TO DO: Pick out every line in the listing below that contains the word "dark" with matching case, and copy each of those lines in full.

EXERCISE DATA:
-- begin --

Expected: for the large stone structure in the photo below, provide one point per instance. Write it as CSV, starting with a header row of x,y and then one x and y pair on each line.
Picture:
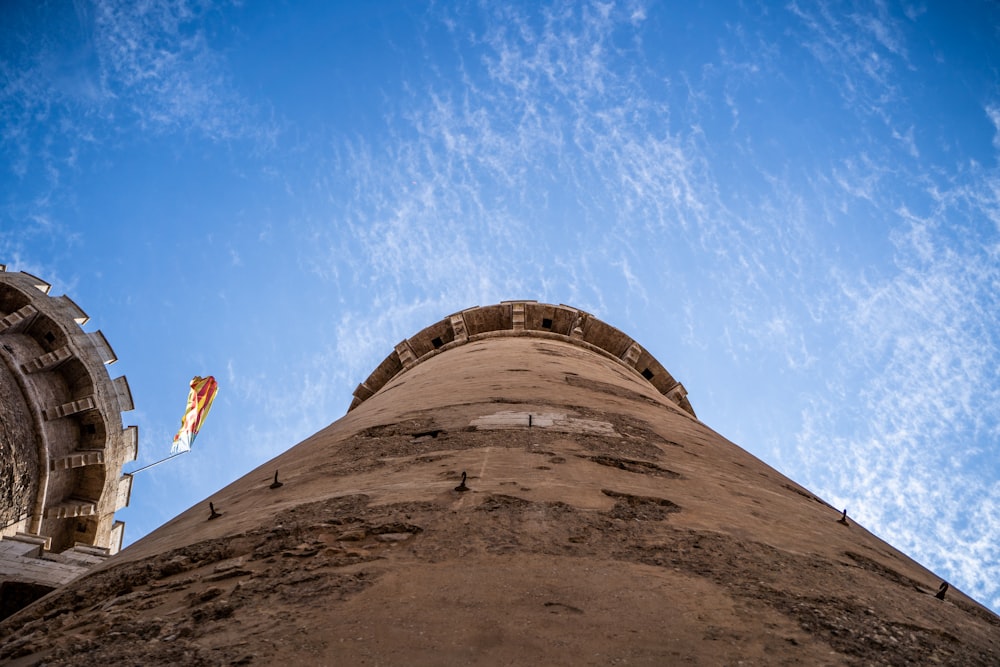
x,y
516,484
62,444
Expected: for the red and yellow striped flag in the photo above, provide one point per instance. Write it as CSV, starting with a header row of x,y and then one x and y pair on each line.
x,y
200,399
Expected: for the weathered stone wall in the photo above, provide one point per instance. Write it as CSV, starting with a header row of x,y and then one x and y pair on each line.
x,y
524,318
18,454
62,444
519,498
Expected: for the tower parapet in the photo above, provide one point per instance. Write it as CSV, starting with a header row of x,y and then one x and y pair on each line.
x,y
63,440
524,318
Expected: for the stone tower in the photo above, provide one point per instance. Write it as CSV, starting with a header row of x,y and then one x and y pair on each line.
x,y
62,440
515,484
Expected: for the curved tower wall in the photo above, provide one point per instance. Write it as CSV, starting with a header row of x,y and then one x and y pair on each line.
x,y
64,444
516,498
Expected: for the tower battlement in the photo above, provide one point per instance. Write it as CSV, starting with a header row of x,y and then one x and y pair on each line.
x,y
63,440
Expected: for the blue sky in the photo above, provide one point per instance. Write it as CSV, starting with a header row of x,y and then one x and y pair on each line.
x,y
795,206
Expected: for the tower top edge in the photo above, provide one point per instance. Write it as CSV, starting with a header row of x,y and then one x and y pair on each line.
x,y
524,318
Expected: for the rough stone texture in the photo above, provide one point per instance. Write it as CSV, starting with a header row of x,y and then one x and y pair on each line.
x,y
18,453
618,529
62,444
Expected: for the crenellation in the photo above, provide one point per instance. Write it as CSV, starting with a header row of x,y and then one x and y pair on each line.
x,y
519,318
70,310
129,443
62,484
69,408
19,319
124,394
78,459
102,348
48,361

-- end --
-- begin --

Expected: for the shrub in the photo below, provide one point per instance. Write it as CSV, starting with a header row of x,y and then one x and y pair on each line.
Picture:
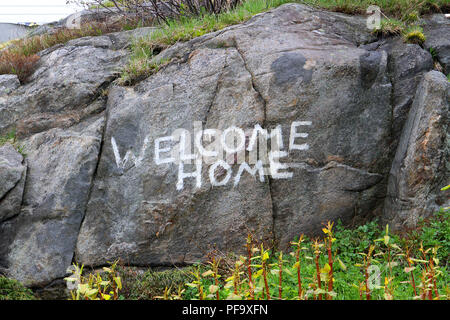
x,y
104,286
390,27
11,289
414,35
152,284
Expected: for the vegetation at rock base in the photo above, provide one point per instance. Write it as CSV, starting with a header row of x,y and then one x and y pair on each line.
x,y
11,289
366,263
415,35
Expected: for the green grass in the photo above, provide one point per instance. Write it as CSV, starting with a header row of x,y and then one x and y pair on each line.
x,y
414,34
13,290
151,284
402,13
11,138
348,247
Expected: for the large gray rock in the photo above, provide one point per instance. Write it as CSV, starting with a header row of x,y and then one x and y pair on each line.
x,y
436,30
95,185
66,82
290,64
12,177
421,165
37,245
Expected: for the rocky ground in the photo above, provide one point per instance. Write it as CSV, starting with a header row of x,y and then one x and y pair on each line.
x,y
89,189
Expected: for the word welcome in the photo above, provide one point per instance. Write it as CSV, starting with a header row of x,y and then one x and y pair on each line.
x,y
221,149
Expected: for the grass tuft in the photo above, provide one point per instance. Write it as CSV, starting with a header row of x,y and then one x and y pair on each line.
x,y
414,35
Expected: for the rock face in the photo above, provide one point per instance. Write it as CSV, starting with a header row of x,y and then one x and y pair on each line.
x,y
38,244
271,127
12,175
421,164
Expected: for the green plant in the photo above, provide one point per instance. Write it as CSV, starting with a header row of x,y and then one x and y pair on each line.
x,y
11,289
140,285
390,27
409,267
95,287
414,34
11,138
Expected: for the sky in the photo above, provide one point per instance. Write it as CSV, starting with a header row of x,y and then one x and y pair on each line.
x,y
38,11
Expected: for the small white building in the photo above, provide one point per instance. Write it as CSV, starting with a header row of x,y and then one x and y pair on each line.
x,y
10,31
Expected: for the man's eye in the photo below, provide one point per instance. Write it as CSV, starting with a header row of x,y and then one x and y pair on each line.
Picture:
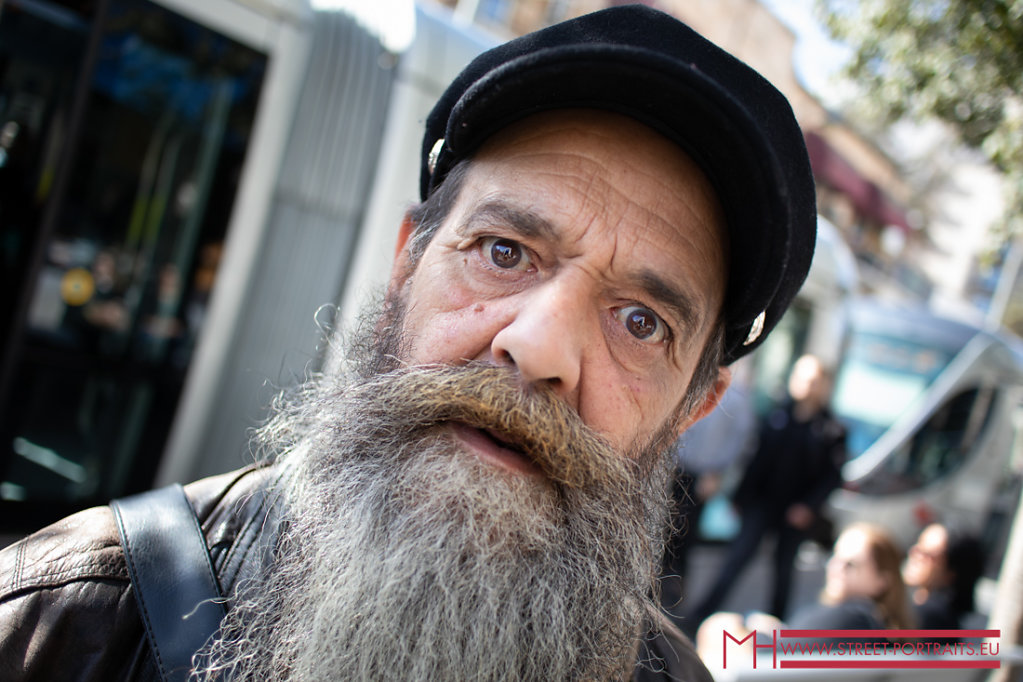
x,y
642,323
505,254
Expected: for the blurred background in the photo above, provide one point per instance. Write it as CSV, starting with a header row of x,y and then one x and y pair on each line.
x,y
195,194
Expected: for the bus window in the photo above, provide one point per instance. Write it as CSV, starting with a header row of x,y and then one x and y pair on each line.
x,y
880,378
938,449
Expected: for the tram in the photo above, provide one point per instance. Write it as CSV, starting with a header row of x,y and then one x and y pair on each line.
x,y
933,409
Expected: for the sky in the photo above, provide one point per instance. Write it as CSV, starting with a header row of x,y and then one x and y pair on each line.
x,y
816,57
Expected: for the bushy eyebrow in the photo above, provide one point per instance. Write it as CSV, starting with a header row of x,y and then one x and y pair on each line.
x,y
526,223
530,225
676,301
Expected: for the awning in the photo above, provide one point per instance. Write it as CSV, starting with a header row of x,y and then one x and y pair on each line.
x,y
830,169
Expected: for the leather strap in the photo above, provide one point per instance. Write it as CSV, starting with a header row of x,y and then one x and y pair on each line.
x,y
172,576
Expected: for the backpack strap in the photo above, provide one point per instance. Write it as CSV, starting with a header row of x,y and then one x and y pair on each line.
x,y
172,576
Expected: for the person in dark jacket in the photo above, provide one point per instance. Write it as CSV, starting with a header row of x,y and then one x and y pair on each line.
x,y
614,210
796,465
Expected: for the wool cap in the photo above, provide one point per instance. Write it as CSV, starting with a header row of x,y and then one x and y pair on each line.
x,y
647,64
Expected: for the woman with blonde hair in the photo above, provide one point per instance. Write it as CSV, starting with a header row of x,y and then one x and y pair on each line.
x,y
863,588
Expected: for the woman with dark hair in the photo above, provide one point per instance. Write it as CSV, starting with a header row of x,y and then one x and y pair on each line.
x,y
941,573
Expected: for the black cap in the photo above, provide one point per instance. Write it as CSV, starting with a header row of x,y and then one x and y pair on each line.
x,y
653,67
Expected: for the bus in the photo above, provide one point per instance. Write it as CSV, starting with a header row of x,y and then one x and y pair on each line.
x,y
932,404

-- end --

WRITTEN ANSWER:
Expected: for the person in dark jacket in the photo above, provide one point per instance. Write it as CSV, starting with a header row of x,y and then one x and y pair on each line.
Expected: for the woman with dark hair in the photo above, provide one point per instance. Write it as CSV, starting with a header row of x,y and then one x and y pair on each line.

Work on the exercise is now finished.